*Task instructions*
a – In the induction training text, what does online induction training for new employees usually start with?
b – Rewrite the part of the induction training text that begins at the words "First let’s identify" and stops after "in the Navy.", with "employee development" replaced by "staff development".
c – Decide whether each statement agrees with the induction training text. For each one, answer yes or no and quote the deciding words. (i) The text says induction training must be dull. (ii) Presenting company values is one of the strategic components of induction training. (iii) The video clip of the shooting is credited to the BBC.

Mention online induction training to new employees and you risk putting them to sleep on the spot.

For new employees, online induction training usually starts with a video message from the company CEO welcoming the newbie and congratulating her or him on their success in joining X-family (insert corporation).

And that’s the last you’ll see of the CEO until some major crisis erupts or you read the financial press and find out they’ve been offshoring millions of dollars.

But induction training doesn’t have to be dull. Although it has to communicate important corporate messages and organisational procedures, there are ways to make it more than just a bland recitation of compliance obligations.

First let’s identify the strategic components of induction training:

  1. Communicate company policies and procedures
  2. Present company values
  3. Offer continuing employee development through extra training
  4. Address new job concerns
  5. Create a positive atmosphere

Not all induction training will stick to these points, of course, particularly if the induction involves emergency procedures or life saving actions more suited to emergency medical personnel or shipboard drills in the Navy.

Video clip of shooting at You Tube courtesy BBC

But let’s take an extreme case here that has been informed by recent events.

Point-per-instance localization data
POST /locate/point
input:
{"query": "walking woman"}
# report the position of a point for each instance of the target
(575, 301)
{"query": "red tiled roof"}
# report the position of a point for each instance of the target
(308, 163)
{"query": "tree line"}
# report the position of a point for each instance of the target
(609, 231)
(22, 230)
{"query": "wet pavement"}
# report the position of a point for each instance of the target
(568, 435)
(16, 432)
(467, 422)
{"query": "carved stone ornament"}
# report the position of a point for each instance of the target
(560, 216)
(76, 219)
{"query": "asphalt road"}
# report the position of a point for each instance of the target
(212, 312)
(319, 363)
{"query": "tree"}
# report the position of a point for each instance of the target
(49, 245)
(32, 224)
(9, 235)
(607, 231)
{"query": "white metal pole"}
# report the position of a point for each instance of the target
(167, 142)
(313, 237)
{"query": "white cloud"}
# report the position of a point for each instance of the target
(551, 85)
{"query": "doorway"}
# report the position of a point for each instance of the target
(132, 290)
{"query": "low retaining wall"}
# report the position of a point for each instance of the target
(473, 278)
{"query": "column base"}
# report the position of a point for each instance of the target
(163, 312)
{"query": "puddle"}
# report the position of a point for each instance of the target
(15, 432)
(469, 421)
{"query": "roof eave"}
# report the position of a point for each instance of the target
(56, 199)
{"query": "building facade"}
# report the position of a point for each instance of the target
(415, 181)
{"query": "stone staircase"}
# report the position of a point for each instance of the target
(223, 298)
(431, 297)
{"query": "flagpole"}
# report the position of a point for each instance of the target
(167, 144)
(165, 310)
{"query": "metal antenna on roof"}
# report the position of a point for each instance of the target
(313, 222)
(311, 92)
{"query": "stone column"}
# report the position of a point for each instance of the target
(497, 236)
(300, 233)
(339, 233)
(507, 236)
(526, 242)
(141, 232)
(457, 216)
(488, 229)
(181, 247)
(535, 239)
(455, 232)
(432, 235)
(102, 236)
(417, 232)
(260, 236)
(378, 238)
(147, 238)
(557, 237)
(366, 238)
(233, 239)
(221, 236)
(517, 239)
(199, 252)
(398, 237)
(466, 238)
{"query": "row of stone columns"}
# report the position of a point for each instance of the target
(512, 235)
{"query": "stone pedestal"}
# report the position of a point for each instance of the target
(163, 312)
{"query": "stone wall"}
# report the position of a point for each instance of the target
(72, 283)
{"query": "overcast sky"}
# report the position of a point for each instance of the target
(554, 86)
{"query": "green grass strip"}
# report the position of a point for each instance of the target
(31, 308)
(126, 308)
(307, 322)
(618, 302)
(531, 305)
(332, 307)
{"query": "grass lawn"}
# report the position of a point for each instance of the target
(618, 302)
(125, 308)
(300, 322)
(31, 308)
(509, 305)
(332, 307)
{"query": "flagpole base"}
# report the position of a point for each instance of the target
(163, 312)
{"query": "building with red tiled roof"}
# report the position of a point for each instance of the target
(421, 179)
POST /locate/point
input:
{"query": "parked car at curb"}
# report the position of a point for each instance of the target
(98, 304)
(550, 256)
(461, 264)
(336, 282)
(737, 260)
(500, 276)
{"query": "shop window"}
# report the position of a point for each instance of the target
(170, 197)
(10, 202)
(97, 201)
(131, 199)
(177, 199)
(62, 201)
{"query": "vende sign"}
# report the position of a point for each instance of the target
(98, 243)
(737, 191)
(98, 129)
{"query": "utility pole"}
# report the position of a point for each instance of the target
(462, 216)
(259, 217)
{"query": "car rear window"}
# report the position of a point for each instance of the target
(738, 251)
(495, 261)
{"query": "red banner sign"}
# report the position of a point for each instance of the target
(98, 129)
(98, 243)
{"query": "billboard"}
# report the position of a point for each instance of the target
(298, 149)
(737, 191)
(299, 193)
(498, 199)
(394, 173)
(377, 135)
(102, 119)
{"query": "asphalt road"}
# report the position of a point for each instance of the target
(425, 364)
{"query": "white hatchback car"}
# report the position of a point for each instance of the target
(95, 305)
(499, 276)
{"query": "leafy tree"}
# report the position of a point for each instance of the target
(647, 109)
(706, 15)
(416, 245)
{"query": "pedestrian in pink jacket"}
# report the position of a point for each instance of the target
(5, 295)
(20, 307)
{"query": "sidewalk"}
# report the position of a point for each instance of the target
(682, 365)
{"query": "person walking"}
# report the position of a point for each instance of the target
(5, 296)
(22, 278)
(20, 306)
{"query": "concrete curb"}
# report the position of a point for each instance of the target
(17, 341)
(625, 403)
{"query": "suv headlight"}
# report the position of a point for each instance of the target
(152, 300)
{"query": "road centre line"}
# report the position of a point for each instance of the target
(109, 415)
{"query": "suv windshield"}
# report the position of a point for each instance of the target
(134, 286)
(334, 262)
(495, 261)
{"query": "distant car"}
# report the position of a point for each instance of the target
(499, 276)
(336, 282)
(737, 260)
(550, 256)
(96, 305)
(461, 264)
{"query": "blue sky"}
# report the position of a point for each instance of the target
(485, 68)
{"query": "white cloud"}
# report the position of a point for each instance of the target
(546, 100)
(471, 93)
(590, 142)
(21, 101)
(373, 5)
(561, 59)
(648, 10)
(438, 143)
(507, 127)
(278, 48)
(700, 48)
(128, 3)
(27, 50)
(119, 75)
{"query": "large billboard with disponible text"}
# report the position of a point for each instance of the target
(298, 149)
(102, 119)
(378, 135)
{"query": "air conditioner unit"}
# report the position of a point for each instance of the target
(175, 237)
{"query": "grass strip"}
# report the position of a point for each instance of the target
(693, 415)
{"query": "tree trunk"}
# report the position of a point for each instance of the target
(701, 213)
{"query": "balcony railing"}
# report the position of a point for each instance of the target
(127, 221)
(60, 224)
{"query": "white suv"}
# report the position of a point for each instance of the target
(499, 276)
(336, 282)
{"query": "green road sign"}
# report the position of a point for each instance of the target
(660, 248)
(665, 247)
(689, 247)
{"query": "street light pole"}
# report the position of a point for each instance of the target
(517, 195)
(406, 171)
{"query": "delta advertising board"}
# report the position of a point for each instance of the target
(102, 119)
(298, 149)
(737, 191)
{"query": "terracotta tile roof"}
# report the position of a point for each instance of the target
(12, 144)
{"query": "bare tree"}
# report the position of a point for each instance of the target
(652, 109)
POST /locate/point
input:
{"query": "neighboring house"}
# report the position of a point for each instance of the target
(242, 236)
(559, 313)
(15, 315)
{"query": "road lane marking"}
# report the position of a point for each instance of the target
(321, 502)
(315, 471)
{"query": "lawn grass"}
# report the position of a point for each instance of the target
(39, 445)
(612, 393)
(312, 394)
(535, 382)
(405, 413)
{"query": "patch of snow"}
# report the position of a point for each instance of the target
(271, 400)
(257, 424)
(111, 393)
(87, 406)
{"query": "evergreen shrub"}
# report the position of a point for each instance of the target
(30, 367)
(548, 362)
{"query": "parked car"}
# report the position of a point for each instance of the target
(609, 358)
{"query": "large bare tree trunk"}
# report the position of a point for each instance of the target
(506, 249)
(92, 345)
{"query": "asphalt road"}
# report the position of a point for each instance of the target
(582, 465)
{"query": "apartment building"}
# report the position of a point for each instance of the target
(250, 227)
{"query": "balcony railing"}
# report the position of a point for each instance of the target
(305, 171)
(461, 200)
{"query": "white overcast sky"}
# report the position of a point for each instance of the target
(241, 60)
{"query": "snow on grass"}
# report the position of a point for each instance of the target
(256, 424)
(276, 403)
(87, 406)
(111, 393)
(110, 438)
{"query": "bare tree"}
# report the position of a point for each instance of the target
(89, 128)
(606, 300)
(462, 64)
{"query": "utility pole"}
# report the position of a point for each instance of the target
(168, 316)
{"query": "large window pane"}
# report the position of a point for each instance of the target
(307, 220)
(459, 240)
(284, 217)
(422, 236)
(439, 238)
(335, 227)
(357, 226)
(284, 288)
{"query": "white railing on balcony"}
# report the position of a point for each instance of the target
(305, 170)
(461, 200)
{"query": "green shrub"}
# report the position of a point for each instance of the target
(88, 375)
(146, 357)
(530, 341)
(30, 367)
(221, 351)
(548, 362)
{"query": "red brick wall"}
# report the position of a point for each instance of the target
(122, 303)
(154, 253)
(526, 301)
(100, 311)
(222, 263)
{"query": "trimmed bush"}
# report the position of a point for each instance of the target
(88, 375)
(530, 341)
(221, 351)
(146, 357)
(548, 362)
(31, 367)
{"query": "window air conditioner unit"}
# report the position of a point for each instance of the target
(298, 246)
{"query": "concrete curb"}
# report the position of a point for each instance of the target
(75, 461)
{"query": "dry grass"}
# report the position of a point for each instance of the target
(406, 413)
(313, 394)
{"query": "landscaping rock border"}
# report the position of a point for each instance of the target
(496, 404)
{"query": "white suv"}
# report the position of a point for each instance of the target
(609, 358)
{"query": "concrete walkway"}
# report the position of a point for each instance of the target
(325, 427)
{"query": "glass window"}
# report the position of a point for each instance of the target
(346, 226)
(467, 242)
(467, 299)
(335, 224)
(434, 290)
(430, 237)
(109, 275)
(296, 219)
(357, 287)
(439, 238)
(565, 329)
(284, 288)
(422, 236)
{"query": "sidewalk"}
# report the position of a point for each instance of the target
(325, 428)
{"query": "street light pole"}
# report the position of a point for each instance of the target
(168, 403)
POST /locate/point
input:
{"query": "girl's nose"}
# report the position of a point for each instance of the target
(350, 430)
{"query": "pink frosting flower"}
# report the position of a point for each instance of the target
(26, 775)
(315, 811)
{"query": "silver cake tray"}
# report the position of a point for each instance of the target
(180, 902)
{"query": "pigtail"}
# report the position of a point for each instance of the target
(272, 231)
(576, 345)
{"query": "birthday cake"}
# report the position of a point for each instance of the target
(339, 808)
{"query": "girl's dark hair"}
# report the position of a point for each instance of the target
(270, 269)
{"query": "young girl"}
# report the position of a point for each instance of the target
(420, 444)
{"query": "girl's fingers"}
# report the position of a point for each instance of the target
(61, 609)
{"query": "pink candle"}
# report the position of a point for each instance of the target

*Task-by-task outputs*
a – A video message from the company CEO welcoming the new employee and congratulating them on joining the company.

b –
First let’s identify the strategic components of induction training:

  1. Communicate company policies and procedures
  2. Present company values
  3. Offer continuing staff development through extra training
  4. Address new job concerns
  5. Create a positive atmosphere

Not all induction training will stick to these points, of course, particularly if the induction involves emergency procedures or life saving actions more suited to emergency medical personnel or shipboard drills in the Navy.

c –
(i) No: "But induction training doesn’t have to be dull."
(ii) Yes: "Present company values"
(iii) Yes: "Video clip of shooting at You Tube courtesy BBC"